> **Text to read**:
* Start *
# Wife is determined to divorce but seems torn about missing me



## Whatsright86 (Jun 24, 2017)

Hello everyone

My wife and I married about 2 years ago, we have no kids. 1-2 weeks ago my wife and I were on the verge of agreeing on a divorce. In short, she didn't think I was good enough. As a last resort, I started the 180.

Yesterday she obviously felt I was more distant and told me "it seems like you're not too happy with me...and I'm not happy as well, so let's file for divorce." I said, "ok let's talk then".

We then had a short discussion on what needs to be done, what are the plans for the house, etc...

After about 15minutes, it seemed like we covered everything, so I got up and told her I had to go out to meet a friend (I told her before already so it's not me escaping the conversation).

Right before I head out the door, I glance at her and she's staring at me with tear filled eyes. I stop and just stare back at her to see what she would do.

She walked up to me and hugged me, and with more tears rolling down her cheeks she tells me "I will really miss you..."
* End *
> **Task a**:
Pull out every line of the records that contains the string "pond", copying each one in full.
The records bear no relation to the thread.

Excerpts of pointing data
* Start *
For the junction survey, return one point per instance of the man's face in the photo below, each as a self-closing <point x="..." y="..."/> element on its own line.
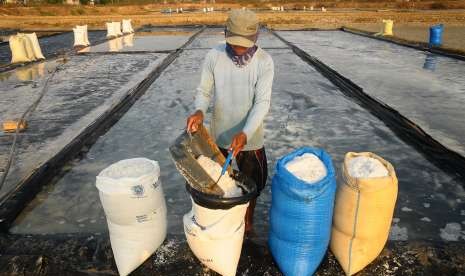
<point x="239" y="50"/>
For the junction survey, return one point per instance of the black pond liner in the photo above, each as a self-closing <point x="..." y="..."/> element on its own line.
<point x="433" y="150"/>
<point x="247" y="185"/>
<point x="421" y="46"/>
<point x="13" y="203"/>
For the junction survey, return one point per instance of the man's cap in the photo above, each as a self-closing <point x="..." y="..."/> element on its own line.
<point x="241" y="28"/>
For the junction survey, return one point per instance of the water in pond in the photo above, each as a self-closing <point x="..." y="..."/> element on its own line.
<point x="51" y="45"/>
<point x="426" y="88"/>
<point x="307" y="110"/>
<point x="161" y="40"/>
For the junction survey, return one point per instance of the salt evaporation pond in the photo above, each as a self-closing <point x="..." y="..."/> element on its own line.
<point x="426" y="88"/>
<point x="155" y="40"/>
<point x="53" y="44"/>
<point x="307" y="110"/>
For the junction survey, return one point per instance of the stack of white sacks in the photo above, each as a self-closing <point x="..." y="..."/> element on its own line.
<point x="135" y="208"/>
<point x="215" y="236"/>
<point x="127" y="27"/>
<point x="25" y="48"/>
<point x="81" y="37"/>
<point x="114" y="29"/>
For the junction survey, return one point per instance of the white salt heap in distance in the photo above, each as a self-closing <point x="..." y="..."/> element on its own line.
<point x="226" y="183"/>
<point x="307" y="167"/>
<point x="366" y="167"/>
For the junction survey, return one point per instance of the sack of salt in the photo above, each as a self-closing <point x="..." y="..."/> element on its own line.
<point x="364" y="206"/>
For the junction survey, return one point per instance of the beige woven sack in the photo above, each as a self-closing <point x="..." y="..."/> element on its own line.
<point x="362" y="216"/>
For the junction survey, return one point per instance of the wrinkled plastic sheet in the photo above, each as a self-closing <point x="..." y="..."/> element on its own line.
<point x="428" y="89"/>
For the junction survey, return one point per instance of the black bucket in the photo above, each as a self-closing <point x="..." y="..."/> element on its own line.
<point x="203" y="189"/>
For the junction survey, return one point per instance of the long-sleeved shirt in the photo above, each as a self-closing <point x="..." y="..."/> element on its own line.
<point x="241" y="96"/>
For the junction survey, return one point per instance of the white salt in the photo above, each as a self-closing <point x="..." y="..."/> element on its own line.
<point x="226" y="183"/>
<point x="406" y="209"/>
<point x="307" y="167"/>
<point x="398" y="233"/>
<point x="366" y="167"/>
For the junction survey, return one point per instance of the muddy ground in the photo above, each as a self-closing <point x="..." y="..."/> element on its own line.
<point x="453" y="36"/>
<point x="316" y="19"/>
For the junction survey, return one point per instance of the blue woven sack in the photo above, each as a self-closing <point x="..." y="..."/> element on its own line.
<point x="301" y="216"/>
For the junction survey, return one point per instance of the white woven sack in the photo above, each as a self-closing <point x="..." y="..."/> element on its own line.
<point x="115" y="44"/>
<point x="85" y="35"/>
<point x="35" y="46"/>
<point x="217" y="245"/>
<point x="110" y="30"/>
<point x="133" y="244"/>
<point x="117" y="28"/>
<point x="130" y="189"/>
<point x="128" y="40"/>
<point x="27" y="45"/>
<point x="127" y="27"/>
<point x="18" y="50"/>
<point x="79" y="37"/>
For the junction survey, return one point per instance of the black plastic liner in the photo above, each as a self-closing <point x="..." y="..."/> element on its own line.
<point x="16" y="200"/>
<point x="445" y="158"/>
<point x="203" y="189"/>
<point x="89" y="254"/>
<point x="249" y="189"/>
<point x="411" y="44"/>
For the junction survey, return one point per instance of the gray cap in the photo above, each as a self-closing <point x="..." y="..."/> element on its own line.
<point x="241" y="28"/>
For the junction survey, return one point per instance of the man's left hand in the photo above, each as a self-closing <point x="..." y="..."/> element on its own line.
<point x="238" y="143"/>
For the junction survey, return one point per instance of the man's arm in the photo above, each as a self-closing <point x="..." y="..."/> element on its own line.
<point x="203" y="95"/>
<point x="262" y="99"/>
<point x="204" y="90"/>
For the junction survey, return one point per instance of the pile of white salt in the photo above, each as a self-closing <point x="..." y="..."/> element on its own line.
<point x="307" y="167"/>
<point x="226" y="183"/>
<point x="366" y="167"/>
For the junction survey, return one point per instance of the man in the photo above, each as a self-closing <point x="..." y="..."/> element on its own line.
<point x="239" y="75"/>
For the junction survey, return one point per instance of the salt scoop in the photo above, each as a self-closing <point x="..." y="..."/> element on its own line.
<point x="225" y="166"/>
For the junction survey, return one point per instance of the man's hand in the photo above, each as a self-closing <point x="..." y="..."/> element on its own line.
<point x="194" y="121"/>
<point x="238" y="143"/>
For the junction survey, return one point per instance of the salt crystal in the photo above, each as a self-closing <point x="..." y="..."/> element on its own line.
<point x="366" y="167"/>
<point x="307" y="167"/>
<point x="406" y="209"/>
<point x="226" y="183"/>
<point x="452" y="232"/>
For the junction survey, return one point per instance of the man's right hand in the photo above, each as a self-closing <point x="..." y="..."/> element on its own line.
* End *
> **Task b**:
Write out the entire thread about the wife seeking a divorce, word for word.

> **Worked answer a**:
For the junction survey, return one point per instance of the black pond liner in the photo above, each as a self-closing <point x="..." y="..."/> element on its own line.
For the junction survey, return one point per instance of the water in pond in the photo above, each as a self-closing <point x="..." y="..."/> element on its own line.
For the junction survey, return one point per instance of the salt evaporation pond in the photo above, each as a self-closing <point x="..." y="..."/> element on its own line.

> **Worked answer b**:
# Wife is determined to divorce but seems torn about missing me



## Whatsright86 (Jun 24, 2017)

Hello everyone

My wife and I married about 2 years ago, we have no kids. 1-2 weeks ago my wife and I were on the verge of agreeing on a divorce. In short, she didn't think I was good enough. As a last resort, I started the 180.

Yesterday she obviously felt I was more distant and told me "it seems like you're not too happy with me...and I'm not happy as well, so let's file for divorce." I said, "ok let's talk then".

We then had a short discussion on what needs to be done, what are the plans for the house, etc...

After about 15minutes, it seemed like we covered everything, so I got up and told her I had to go out to meet a friend (I told her before already so it's not me escaping the conversation).

Right before I head out the door, I glance at her and she's staring at me with tear filled eyes. I stop and just stare back at her to see what she would do.

She walked up to me and hugged me, and with more tears rolling down her cheeks she tells me "I will really miss you..."